■ EXERCISE DETAILS:
Every entry that follows should be reproduced exactly.

■ DATA LISTING:
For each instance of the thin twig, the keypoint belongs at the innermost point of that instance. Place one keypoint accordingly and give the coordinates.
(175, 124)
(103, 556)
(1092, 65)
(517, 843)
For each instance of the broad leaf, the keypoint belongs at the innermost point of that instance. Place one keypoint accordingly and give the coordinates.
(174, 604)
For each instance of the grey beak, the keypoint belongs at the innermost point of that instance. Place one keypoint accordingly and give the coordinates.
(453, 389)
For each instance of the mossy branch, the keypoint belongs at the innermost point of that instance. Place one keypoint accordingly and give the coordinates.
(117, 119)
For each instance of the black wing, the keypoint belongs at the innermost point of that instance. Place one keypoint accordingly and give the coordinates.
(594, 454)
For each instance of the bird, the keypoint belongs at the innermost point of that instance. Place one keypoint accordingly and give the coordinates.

■ THE SOLUTION:
For each instance of the thin twig, the keypoint belongs at the innermost point of that instance. Place one keypoint accordingly and give the coordinates.
(175, 124)
(103, 556)
(1092, 65)
(517, 843)
For each instance of the broad leaf, the keypoint belongs at the innermost point of that instance. Place one keypoint accordingly and give the coordinates.
(174, 604)
For each instance of the grey beak, the keypoint belongs at the innermost point of that instance. Place one keypoint accordingly and give the coordinates.
(453, 389)
For each instance of the mossy branch, the keypoint belongs at the innermost point of that instance. Place one keypoint accordingly and give the coordinates.
(117, 119)
For each instance of the black wing, the keypoint belongs at the innermost point of that instance. Place one keypoint accordingly and give the coordinates.
(594, 454)
For each instance of the bird, the keypoint belongs at the innermost point of that instance. Place one keypoint accordingly and give the coordinates.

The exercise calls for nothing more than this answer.